Activity => All of the data below should be set down again verbatim, without any images.

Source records
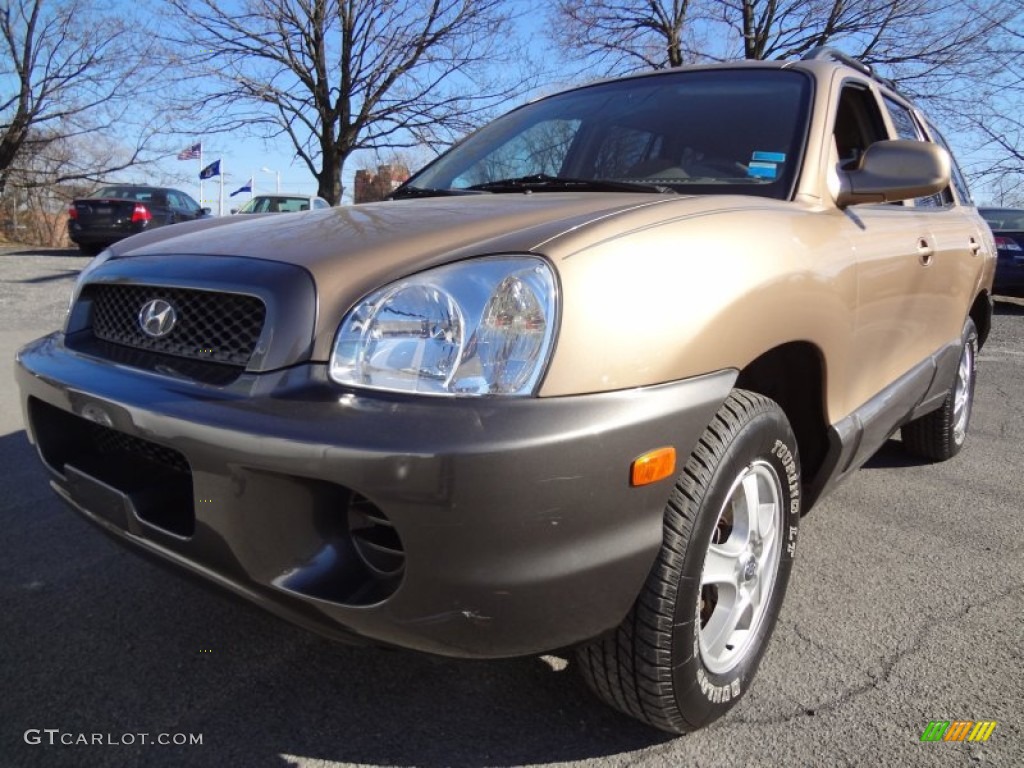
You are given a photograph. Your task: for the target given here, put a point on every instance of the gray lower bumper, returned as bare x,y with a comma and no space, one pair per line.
518,526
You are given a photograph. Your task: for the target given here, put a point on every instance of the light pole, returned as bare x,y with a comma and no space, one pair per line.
275,173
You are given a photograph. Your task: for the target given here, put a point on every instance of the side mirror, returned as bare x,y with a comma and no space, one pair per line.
890,171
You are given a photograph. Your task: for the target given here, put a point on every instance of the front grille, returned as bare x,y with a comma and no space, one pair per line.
214,327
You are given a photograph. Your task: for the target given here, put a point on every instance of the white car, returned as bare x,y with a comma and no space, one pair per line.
283,204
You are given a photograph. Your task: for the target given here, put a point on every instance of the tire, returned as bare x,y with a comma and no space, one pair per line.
672,663
940,434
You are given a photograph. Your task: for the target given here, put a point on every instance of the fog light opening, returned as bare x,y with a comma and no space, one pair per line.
374,538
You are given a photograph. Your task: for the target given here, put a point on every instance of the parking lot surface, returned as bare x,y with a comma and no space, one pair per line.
906,606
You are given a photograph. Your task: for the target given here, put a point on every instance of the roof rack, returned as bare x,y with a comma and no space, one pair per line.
824,52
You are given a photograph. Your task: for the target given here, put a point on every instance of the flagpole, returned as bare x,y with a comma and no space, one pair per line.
202,203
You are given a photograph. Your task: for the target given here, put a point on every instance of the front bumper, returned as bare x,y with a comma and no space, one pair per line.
519,531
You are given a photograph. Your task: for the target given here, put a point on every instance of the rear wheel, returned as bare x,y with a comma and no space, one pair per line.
692,641
940,434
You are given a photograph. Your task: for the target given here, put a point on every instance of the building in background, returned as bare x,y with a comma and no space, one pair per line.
372,186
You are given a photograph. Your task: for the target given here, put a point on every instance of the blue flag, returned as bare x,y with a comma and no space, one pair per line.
248,186
211,170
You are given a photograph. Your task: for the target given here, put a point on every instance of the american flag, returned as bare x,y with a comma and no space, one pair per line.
193,153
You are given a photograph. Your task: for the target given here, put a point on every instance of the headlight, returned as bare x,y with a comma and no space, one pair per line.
474,328
83,275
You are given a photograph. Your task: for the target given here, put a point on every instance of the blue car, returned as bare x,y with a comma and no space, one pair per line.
1008,226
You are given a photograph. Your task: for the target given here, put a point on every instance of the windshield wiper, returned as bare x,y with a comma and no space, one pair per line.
546,182
421,192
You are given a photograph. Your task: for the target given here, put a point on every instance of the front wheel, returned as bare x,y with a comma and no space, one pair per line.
940,434
691,643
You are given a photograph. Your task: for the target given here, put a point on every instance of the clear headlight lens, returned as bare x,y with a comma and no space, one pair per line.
474,328
97,261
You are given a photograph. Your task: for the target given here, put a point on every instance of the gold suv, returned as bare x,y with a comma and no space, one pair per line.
572,386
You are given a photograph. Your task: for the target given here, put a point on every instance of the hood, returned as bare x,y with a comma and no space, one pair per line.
351,251
400,235
354,250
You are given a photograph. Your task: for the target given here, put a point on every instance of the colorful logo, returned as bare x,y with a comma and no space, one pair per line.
958,730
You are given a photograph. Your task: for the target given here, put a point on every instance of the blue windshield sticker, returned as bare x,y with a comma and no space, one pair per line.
762,170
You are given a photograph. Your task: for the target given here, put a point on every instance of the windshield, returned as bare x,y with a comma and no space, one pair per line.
269,204
725,131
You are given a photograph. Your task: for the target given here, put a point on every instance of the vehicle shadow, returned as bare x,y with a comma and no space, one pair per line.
101,641
1009,306
892,455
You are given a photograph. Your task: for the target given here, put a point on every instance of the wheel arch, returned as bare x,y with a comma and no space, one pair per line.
794,376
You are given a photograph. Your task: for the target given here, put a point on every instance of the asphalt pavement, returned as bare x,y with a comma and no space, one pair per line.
906,606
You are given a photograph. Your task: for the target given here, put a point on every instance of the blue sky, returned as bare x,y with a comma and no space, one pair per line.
243,158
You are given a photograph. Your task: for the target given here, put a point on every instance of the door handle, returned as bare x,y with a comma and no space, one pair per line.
925,252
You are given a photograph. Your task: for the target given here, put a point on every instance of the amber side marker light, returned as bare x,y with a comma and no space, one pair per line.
653,466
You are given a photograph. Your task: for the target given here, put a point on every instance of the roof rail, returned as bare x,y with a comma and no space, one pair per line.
823,51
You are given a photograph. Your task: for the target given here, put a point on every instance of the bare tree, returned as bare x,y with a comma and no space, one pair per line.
624,35
337,76
70,69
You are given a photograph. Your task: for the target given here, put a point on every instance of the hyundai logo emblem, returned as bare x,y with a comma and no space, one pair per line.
157,318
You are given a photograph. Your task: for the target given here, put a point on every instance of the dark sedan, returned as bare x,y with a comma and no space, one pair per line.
1008,226
113,213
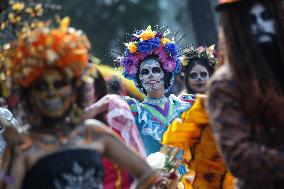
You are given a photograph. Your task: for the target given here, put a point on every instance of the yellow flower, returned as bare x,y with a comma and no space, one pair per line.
147,34
164,41
132,47
64,24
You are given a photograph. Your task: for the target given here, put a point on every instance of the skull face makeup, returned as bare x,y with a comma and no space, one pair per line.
198,78
52,95
151,75
262,24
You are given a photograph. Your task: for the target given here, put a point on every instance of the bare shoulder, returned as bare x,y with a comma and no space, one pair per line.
223,73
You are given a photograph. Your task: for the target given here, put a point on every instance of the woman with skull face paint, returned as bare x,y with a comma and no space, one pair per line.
192,131
198,65
118,116
47,65
151,61
246,103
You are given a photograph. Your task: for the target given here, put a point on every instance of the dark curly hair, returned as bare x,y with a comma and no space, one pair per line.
167,75
191,63
260,83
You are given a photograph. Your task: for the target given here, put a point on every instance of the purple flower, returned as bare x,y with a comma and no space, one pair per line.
134,38
159,35
125,63
155,42
127,52
171,49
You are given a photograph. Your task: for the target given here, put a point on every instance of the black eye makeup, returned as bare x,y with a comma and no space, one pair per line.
156,70
41,86
59,84
193,75
265,15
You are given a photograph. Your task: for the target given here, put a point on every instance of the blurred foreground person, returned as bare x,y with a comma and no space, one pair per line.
246,103
115,113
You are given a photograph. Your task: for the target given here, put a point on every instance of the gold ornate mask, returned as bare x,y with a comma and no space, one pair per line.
52,94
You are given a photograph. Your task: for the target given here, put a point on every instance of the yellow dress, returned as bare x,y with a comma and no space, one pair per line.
192,132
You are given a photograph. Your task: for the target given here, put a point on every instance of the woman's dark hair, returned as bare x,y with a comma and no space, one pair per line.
251,72
191,63
167,75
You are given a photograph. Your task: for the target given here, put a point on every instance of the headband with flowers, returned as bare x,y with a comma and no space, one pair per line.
36,50
145,43
201,52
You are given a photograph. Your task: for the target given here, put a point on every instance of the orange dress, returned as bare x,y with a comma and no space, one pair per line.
192,132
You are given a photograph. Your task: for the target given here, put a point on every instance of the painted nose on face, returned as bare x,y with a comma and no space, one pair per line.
50,92
260,24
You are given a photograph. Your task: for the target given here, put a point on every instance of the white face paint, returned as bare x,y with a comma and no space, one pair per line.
151,75
262,25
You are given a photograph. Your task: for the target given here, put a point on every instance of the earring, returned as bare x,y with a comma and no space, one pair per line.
76,114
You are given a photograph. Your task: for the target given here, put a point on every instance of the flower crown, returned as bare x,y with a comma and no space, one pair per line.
201,52
145,43
34,51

Task answer =>
You are given a photograph. Your task: for the target given here, put a point on every instance of the gray lower bumper, returned as bare x,y with a comma and no space, one pair per line.
518,526
You are given a photograph. Your task: for the target given here, put a point on every instance of the light pole, returned as bare x,y with a comma and no space, one pair per line.
275,173
You are given a photograph. Your task: for the target given here, put a point on every instance of the side mirror, returned as bare x,y with a comma and no space, one pair per line.
890,171
You are given a photograph. Your task: for the target given here, put a point on every instance of the front grille, returned as bare x,y with a comma and no space, one pair per line.
214,327
You are given a photograph. Your task: for the target given here, put a point on every instance of the white car, returned as bare x,y with a comma and no space, one pair per line.
283,204
You are given a photograph. Your task: for the target given here, put a point on every instance of the tire, returned as bare x,y with a comma and no space, one pair per line.
672,663
940,434
You are given a photograph. Your task: for the target given here, put a point on every instance of the fog light opening, returned as bare x,y with a comma and no space, one pair per line.
374,538
You are given a photograph. Your task: for the target given here, put a point on every instance of the parking lot surface, returned as bare x,y with a comma and no space, one pair per line.
906,606
You are given a photograph. Your task: for the target given here, put a point on every instance of the roof rack, returned as bare x,y with a comma and no space, one pair per line.
824,52
You are given a photograph. Your task: for the target given here, put a point on every instance of the flagpole, returned as bare x,y with a comma and no space, one pair per line.
202,203
You are given a photograph. Your task: for the target given here, put a point on every instance of the front bumper, returned as bare x,y with a comma and no space, one pair per line.
519,531
You are given a photograph. Your task: for the target given here, put a point on every instance of the rear wheel, returned as bare x,y with a comma and no space, one pair per line.
692,641
940,434
You are given a photograph. Your task: for the target given here, put a point on every instance of the building in background, returned as bare x,y with a comma and no space, one pair per line.
372,186
You are given a photograph. Your task: for the target given here, put a point on every instance of the blue flag, returned as bare x,y with a comma and no space, one pair per line.
248,186
211,170
You are given a photograph. Your task: for the target given here, put a point on every instance of the american flag, returned as bare x,y with a comma and no space, one pair per line.
193,153
You are given a photograph. Your task: for the target given here, put a point on every instance of the headlight, returned as bare x,y with a comma and no space, one pair per line.
474,328
83,275
You are given a photograph. Your task: for the target given here, put a point on every instance of the blue car, returned as bare x,y with a comma and no space, one pair per line.
1008,226
You are given a photograph. Your task: for the target given here, put a point on every instance of the windshield wiper, returned as bare x,y with a comma and no space, one pair per line.
546,182
421,192
You are given a photograph. Your task: for the target given here, put a point on every instance of the front wheel, returned as bare x,y with a comma and no space, one pair per line.
940,434
691,643
You are given a photograph. Your task: for the target given here, put a point on every instance of the clear headlight lens, returned as bare x,y with a comma and no space, one pair per line.
474,328
97,261
You are given a photograph. Your task: for the target given here, put a point on every instance of the gold suv, returned as bare x,y with a comma and no space, one pair per line.
572,386
You are given a photograph. Your task: for the target given here, put a point on every instance of the hood, returned as bare x,y with a comma and no space, one pair per line.
351,251
400,235
354,250
You are given a photograph. Your task: for the target given here, put a point on every instance of the colorful logo, returned as bare x,y with a comma and no space, one pair per line.
958,730
You are given a photograph. Your task: for the target given here, put a point on every instance of the blue windshield sticker, returned as bare x,y with a comma and no space, one pair per line.
762,170
You are given a photograph. Your task: for the target given here, put a point on every instance of the windshield, returned as bare x,y with a comma and no space, one pair per line.
269,204
725,131
You are given a photograph. Your task: for the target given here, put a point on every instance of the vehicle shadow, returned as bare x,y with a comma and no space, one pair per line.
101,641
1009,306
892,455
You are given a photograph. Your task: for the target given here, put a point on every instance of the wheel arch, returned as bare x,y with a comma and no space, one pair per line.
794,376
You are given a photograph. Your task: for the target given here, put a point on every instance of the asphalt pavement, returned as bare x,y with a comma and no space, one pair per line.
906,606
You are given a photograph. Your task: for the target given here, put a point on every instance of the blue sky, returned as bare x,y with a comma and no space, one pair per line.
243,158
You are given a photograph. Your task: for the target given here, put a point on every instance of the door handle, returned as bare x,y with a comma and no space, one pair per line.
925,252
You are given a photograph. Your task: for the target given here, put a point on every instance of the amber side marker light, returned as bare x,y with a comma and no space, one pair per line.
653,466
You are given a photograph. Your task: for the target given here, put a point on every instance of the roof rail, returned as bare x,y with a comma and no space, one pair per line.
823,51
You are given a photograph. Your task: for the target given here, put a point on every instance of the bare tree, returned as bare x,y with a comma and no space, one pair per line.
624,35
337,76
70,69
You are given a photograph. Your task: for the target given here, put a point on every instance of the hyundai logo emblem, returned as bare x,y with a comma and no space, one pair per line.
157,318
You are given a photograph. Your task: for the target given here, put a point on every instance of the dark sedan, returned as bare x,y with a comma and no space, one pair per line.
1008,226
113,213
You are given a photograph. Your task: for the target given here, put a point on every instance of the yellow flower, returned as bare x,y with a comma and no space, one pair per line.
147,34
164,41
132,47
64,24
You are given a photograph. Your task: for the target given here, put a point on every instance of the skull face makeup, returned as bare x,y with a comma and no space, one pair per line.
198,78
52,95
151,75
262,24
You are given a photograph. Your task: for the target given here, put a point on every instance of the bare shoulder, returned as bare x,y with a comma and no space, one pair per line.
223,73
You are given a photograph. Your task: for the target given here, put a point on every instance of the woman with skull face paint, returned as bare x,y with a comma and no space, one pair per line.
192,131
198,65
118,116
47,65
151,61
246,103
You are given a photograph. Your task: for the target given here, put a point on every instance of the dark curly hair, returned as bare x,y with a comma and no space, one pair per line.
167,75
191,63
260,83
You are given a photograph. Your task: for the target given here, put a point on every instance of the purple flower, returned as bare x,y with a comma and no space, one pair per line.
134,38
159,35
125,63
155,42
127,52
171,49
You are given a photograph. Your task: for the target given here, put a point on every instance of the black eye makeup, returned as bare x,y with a comma and no space, one pair per line.
156,70
41,86
59,84
193,75
265,15
You are given a photograph. Your task: for the target given here, put a point on every instance of the blurred foreground person, returned as bare x,y with a comma and no space, one pair per line.
246,103
115,113
You are given a photograph. Your task: for the target given here, put a point on every instance of the gold ornate mask, returned as bare x,y with a comma and no space, one pair per line.
52,94
You are given a photograph. Your task: for the target given here, put a point on every instance of the yellow dress, returned as bare x,y with a comma and no space, one pair per line.
192,132
You are given a photograph. Your task: for the target given here, put a point on every instance of the woman's dark hair, returned as bare x,y with a comma and no space, one pair per line.
251,72
191,63
167,75
You are given a photograph. Your task: for the target given here, put a point on every instance of the headband with flowers, returned as bare x,y with a comma and no space, one pair per line.
36,50
145,43
201,52
You are given a photograph. Your task: for the target given here, put a point on every instance of the orange dress, returned as bare x,y with a comma and no space, one pair per line.
192,132
You are given a photograph. Your task: for the target given here, put a point on every instance of the painted nose on face, returned as bare x,y with a comma and no space, one pair per line.
50,92
260,24
You are given a photograph. Your task: for the target given here, put a point on every instance of the white face paint, returned as bare x,y with a comma and no space, one pair per line.
151,75
262,25
You are given a photograph. Your task: for the target given here, put a point on every instance of the earring, returned as bare x,y with a comma and no space, one pair per line.
76,114
You are given a photograph. Your task: for the target given here, put a point on every instance of the flower crown, returned as bare x,y with a comma and no space, one pair per line.
201,52
145,43
34,51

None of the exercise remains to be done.